Reproduce the listing below in full and without alteration, apart from its pictures.

* Data to process
-- BEGIN --
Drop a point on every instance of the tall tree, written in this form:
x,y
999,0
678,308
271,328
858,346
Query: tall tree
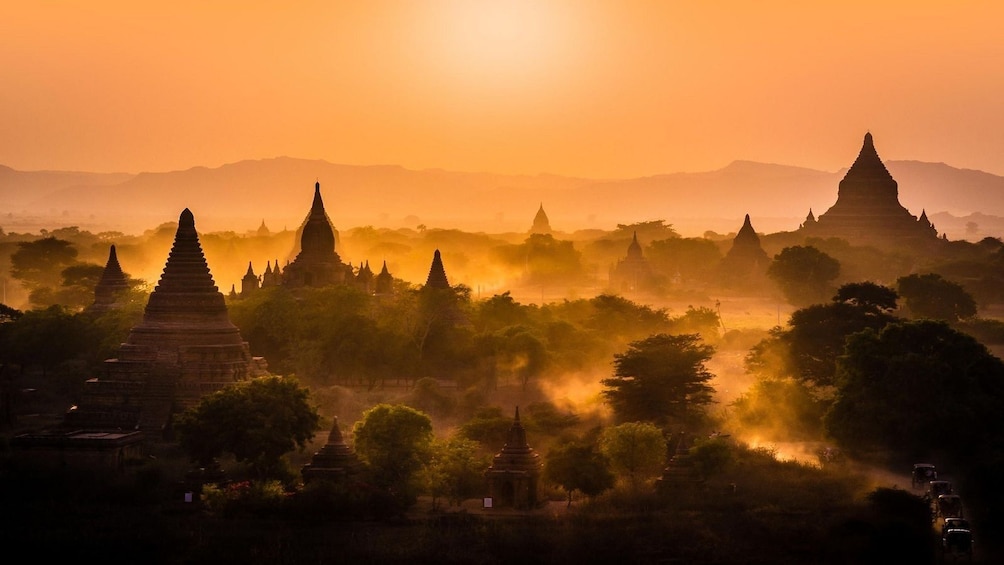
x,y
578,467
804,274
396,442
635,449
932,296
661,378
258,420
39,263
-- END --
* Result of this exercise
Drop a point on every instance of the tall tree, written in this form:
x,y
999,0
678,308
271,328
858,346
Query: tall tree
x,y
578,467
804,274
396,442
635,449
932,296
661,378
258,420
39,263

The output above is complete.